How many of the lines below contain the string "downspout", with case counting? Give only the number.

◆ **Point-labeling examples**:

* START *

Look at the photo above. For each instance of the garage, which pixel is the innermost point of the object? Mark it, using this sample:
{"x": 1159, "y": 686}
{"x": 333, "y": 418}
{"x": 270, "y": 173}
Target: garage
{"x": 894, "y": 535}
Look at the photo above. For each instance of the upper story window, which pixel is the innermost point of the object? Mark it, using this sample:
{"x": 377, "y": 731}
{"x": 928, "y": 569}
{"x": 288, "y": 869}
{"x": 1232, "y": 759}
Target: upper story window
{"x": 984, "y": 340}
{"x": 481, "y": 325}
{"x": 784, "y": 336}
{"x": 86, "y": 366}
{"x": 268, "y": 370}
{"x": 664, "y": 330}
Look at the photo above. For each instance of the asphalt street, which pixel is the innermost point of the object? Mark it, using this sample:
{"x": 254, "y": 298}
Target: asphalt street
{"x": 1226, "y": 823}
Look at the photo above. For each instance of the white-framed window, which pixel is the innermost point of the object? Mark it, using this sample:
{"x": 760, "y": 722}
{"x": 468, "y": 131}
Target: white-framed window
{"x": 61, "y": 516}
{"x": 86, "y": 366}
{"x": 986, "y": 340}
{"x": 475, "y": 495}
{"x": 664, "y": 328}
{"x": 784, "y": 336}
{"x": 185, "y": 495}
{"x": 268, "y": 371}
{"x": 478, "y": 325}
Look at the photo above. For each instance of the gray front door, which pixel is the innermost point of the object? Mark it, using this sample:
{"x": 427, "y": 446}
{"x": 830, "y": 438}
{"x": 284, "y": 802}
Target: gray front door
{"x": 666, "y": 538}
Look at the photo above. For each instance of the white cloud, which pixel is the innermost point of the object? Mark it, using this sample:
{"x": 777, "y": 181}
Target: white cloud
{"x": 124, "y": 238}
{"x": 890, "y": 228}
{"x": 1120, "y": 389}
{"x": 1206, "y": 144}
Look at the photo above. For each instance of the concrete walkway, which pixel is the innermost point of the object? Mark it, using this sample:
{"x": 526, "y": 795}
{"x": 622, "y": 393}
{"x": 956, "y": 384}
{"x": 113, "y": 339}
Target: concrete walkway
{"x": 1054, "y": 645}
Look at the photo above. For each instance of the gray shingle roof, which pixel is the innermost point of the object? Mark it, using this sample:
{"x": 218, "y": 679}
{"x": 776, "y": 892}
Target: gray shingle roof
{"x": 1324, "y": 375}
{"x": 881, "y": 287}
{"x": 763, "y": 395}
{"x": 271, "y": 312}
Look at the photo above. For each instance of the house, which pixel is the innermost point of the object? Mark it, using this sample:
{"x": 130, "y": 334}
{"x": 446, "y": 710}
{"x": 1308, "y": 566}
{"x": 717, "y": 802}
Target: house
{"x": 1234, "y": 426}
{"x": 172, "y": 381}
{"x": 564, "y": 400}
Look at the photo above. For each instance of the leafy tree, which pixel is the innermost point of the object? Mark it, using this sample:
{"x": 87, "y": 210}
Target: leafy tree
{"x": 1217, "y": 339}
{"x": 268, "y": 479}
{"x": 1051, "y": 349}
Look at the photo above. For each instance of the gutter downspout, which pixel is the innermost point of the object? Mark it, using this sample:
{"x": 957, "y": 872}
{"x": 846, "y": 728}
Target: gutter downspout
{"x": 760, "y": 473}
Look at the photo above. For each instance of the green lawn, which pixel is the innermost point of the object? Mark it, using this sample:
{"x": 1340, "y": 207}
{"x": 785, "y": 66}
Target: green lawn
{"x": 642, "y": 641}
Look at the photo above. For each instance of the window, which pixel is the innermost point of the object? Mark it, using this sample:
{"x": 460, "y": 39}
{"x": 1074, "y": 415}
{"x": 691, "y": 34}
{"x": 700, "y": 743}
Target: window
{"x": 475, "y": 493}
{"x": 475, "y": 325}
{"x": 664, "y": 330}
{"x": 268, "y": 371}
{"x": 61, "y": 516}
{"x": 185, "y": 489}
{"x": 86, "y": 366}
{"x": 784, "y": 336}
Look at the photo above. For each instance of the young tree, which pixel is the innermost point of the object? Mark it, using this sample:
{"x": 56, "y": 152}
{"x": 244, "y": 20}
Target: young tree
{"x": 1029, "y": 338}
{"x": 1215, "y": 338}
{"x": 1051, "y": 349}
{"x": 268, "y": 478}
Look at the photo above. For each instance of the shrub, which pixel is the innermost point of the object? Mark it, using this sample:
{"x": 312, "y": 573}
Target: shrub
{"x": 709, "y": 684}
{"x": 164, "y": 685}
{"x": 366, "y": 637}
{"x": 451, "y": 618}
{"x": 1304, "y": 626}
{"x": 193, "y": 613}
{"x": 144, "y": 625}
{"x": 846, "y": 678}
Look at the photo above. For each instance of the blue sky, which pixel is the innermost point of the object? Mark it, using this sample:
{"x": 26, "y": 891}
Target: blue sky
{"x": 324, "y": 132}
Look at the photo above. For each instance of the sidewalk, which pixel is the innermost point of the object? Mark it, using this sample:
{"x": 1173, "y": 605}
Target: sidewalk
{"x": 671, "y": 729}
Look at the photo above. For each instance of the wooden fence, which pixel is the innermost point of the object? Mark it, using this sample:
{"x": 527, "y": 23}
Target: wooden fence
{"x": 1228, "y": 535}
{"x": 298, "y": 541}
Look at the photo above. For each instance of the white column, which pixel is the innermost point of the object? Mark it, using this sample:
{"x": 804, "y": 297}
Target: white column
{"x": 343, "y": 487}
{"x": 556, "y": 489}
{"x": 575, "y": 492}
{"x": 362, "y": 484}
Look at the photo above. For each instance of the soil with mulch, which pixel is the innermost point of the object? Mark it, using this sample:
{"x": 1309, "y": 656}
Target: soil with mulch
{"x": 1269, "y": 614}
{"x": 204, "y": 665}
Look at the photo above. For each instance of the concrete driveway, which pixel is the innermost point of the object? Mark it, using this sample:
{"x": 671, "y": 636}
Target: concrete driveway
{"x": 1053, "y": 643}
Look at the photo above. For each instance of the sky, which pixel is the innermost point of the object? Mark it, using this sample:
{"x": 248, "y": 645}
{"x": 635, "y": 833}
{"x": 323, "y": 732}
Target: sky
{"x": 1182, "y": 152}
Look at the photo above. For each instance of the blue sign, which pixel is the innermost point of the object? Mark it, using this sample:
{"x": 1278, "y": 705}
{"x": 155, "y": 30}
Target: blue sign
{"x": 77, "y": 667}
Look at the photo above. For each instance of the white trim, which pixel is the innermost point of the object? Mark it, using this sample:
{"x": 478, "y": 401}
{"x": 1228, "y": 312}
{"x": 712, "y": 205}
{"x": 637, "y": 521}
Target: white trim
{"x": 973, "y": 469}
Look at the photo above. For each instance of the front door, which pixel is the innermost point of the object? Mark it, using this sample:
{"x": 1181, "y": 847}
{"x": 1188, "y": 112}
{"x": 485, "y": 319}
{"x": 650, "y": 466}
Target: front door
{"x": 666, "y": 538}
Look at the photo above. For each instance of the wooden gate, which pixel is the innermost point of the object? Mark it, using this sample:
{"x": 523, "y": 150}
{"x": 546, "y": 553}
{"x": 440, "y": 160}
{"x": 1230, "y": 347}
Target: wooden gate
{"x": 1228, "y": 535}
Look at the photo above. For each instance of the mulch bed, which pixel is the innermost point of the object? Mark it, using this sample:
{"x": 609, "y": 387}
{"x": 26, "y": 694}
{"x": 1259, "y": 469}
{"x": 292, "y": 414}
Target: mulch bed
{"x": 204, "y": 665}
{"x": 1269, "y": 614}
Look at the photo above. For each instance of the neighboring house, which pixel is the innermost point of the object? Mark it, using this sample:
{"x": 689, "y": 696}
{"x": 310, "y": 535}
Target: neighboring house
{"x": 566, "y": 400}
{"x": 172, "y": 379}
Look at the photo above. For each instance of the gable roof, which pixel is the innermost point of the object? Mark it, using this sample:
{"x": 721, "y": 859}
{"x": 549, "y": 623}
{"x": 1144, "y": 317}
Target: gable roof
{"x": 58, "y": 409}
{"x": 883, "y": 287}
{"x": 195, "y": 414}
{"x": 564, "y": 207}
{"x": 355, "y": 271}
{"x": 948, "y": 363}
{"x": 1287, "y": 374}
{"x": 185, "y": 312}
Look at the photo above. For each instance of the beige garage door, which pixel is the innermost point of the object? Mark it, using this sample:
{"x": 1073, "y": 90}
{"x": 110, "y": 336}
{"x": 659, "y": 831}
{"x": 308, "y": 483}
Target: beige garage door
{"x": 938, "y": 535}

* END *
* START *

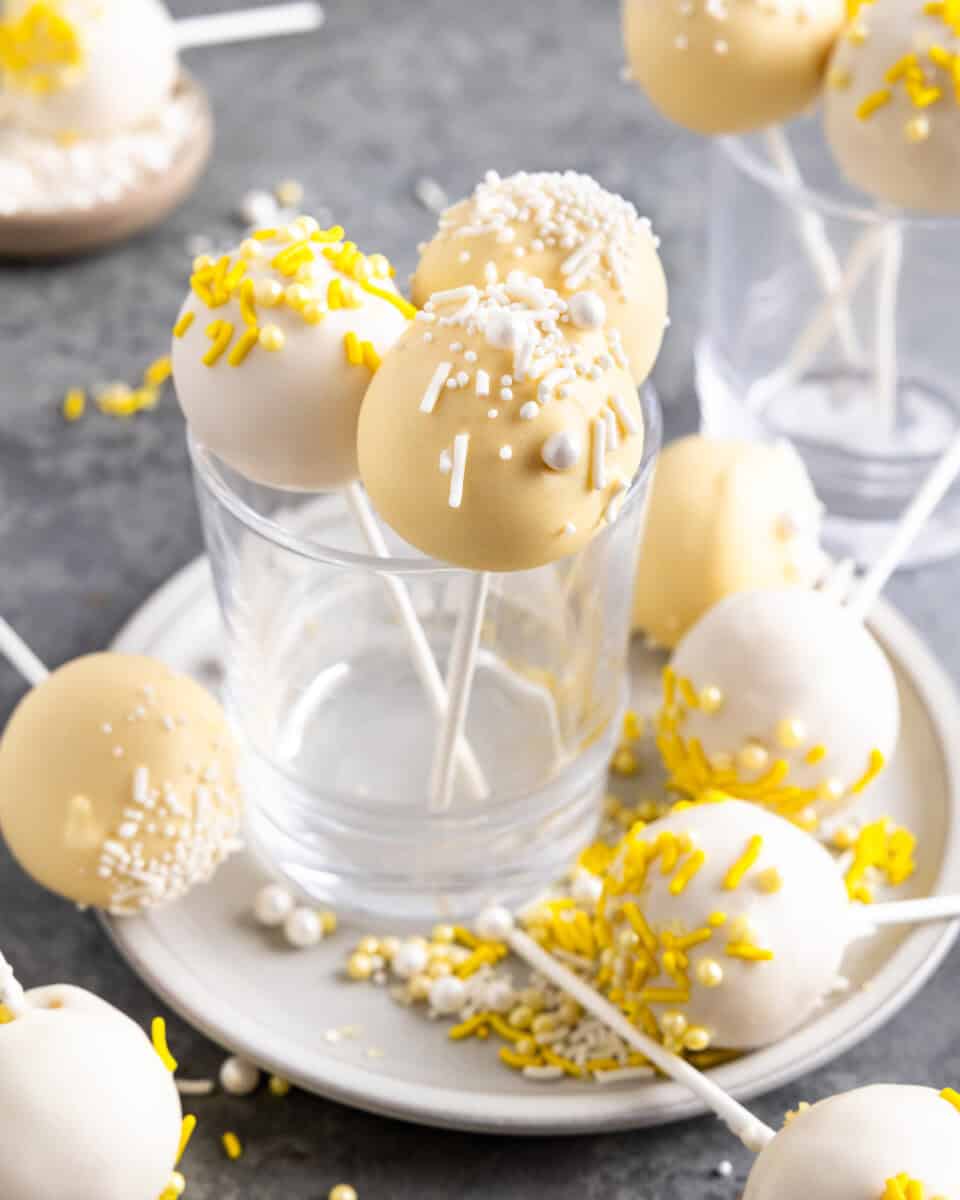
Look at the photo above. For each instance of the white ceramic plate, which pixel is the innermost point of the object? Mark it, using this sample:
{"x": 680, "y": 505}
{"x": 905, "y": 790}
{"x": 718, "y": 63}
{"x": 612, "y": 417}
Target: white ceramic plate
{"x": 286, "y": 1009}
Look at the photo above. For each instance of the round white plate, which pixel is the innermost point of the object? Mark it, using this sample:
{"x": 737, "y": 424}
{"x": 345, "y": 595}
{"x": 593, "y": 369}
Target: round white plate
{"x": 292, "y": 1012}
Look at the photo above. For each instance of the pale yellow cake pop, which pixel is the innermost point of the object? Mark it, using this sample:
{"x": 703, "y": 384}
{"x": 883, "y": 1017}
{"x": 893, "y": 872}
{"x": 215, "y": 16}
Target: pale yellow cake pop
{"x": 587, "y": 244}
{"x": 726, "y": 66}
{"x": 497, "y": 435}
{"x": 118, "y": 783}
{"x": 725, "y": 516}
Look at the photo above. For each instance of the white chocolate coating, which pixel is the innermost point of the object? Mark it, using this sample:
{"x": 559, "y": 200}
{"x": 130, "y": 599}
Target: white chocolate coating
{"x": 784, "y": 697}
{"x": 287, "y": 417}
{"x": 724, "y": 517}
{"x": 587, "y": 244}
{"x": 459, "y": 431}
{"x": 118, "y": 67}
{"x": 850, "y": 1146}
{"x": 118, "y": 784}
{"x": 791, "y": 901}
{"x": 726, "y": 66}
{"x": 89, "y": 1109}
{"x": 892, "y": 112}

* END *

◆ **The completed task**: 2